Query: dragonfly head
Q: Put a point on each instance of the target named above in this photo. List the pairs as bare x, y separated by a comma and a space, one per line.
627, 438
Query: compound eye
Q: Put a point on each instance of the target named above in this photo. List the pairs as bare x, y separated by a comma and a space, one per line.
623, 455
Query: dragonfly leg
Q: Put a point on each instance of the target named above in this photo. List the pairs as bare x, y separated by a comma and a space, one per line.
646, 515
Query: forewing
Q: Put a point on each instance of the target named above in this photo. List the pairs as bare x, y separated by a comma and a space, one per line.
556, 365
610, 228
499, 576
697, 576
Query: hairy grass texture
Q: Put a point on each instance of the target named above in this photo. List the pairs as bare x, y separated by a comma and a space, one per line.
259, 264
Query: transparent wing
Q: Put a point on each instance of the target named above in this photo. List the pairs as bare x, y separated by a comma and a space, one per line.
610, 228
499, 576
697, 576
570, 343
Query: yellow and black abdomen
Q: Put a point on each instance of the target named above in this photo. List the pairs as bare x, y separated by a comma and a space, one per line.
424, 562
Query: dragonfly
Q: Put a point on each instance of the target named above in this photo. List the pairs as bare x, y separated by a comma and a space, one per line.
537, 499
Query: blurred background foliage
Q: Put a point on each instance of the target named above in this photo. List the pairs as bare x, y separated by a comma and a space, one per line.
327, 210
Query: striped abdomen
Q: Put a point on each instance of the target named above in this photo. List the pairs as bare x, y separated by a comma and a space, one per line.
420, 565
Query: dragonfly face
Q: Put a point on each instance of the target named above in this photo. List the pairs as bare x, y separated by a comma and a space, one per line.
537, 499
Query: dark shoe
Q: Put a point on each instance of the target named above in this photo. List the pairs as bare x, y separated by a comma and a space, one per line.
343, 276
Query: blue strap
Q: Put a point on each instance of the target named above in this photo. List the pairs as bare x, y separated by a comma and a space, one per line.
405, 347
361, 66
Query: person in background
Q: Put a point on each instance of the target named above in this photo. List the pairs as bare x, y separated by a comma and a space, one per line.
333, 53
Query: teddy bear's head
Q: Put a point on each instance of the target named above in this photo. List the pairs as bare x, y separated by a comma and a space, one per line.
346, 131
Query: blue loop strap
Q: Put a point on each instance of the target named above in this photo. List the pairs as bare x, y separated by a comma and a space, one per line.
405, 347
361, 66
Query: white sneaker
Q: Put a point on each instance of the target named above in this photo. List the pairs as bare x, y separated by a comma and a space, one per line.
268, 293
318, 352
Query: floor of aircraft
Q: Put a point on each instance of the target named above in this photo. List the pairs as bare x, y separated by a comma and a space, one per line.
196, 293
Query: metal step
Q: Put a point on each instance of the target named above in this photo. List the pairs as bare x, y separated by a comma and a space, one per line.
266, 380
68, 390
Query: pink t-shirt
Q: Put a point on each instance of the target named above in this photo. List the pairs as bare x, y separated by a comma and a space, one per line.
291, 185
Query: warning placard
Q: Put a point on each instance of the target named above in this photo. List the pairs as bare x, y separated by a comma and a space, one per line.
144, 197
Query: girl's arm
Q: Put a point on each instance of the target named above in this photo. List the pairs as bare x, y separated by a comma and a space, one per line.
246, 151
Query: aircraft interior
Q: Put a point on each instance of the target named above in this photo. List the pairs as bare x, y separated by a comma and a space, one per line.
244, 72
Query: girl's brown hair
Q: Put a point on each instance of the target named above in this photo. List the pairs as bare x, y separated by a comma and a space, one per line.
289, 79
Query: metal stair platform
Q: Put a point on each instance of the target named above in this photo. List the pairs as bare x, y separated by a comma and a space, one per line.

_ _ _

• **Assignment**:
Only lines that include "head" belong in the answer; return them from the entries above.

• **Exercise result**:
Query: dragonfly head
Query: teddy bear's head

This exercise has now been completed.